● Instructions for the task
Copy every line of the items below word for word, and omit the pictures.

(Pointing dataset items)

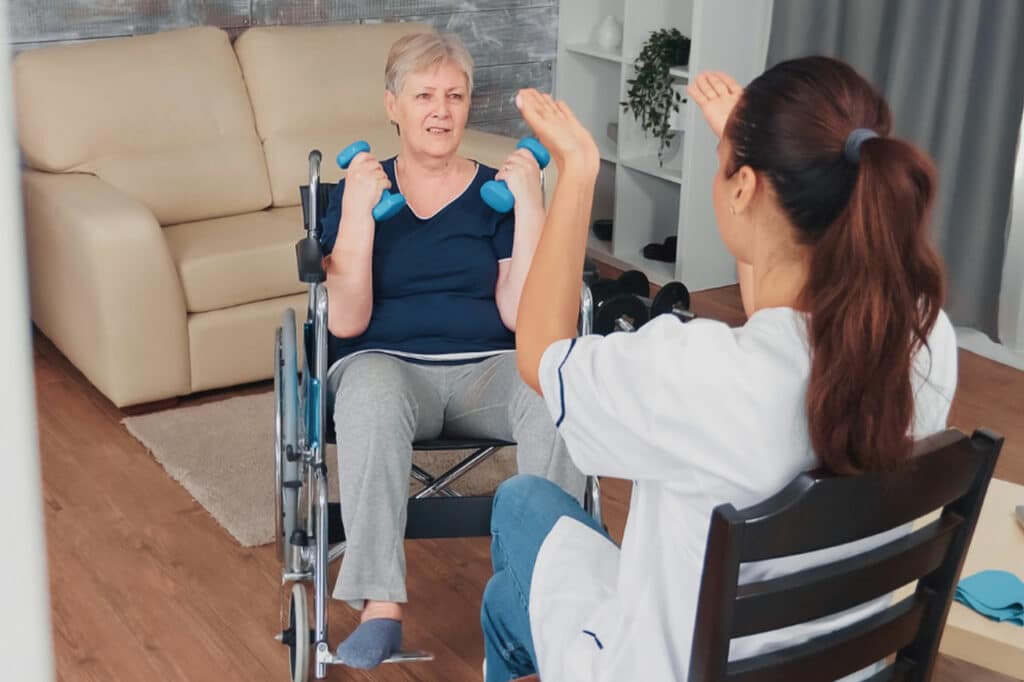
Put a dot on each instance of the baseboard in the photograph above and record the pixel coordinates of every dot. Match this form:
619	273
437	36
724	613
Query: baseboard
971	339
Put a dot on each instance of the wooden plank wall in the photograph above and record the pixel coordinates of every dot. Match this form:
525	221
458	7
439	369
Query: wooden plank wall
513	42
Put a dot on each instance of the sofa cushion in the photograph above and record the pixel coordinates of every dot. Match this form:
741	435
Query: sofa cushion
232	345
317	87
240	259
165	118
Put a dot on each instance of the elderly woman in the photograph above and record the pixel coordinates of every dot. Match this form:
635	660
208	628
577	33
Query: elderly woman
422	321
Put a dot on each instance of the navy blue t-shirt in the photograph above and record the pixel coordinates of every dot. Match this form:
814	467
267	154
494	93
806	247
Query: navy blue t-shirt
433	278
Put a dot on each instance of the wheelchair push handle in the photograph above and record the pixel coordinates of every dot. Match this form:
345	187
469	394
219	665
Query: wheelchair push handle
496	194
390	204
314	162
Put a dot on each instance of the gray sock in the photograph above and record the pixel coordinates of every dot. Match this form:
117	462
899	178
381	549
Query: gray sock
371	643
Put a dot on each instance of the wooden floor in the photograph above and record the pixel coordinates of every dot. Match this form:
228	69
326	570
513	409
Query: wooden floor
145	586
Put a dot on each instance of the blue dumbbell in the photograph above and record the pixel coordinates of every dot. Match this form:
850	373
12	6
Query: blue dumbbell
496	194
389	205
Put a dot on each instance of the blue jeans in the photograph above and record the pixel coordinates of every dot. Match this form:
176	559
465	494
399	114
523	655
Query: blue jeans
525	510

● Complete answer
Put a dot on each instance of the baseboard in the photograph above and record the pixel coordinates of every dot. Match this form:
619	273
437	36
724	613
Query: baseboard
971	339
Put a dot on each instance of the wooden plank wall in the photograph above and record the pixel coordinates of every dot. Match this form:
525	221
458	7
439	369
Query: wooden plank wall
513	42
Put a dot on each instance of the sofa cushion in the photograph above and record the pixel coordinates of every dot. Match this form:
741	435
Query: sofa cushion
232	345
317	87
240	259
165	118
Put a dot on each instance of the elderly woman in the photograph above and record the pixel coordinates of every dot. Match this form:
635	660
208	628
577	33
Query: elderly woman
422	321
Put a dot on each instance of the navy blue t-shirt in the photograph above and record the pixel coordinates of every dot. Match this form:
814	467
267	154
494	93
806	247
Query: navy blue t-shirt
433	278
Put a dot on each instance of the wheelchair push handle in the photograph above and record the pixel coordinates of every dot. Match this form:
345	187
469	394
219	665
Query: wheelchair push handle
496	194
390	204
314	162
Put a dot on each instance of the gray sock in the photograph above and record the pixel coordinates of every dot. Match this form:
117	462
899	178
381	549
Query: gray sock
371	643
Put a dot on each instance of the wooden floor in the photograph above and record the pixel coordinates of every dot. Match this form:
228	69
326	570
513	409
Query: wooden floor
145	586
Put a dot on each instance of the blue dumbbell in the photograph above and record the pixel coordinates of every dot. Match this form:
850	373
12	6
Query: blue dumbbell
496	194
389	205
Put a dot on each instance of the blue jeans in the photograph above and record the pixel coordinates of every dot. Match this form:
176	559
465	494
399	114
523	655
Query: blue jeans
525	510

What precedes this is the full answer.